- **YOUR INSTRUCTIONS**
Rewrite the records with "report" replaced by "mark" wherever it occurs, leaving everything else as it is.

***** INPUT RECORDS

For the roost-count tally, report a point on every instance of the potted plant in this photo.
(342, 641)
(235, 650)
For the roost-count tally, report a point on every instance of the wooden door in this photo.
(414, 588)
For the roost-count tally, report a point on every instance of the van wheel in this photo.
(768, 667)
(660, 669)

**********

- **SOLUTION**
For the roost-count tally, mark a point on every instance of the potted plant in this photo.
(342, 641)
(235, 650)
For the roost-count tally, mark a point on every instance of the wooden door in this photo.
(414, 588)
For the roost-count tally, mark a point on every instance of the van wheel in this photo.
(768, 667)
(660, 669)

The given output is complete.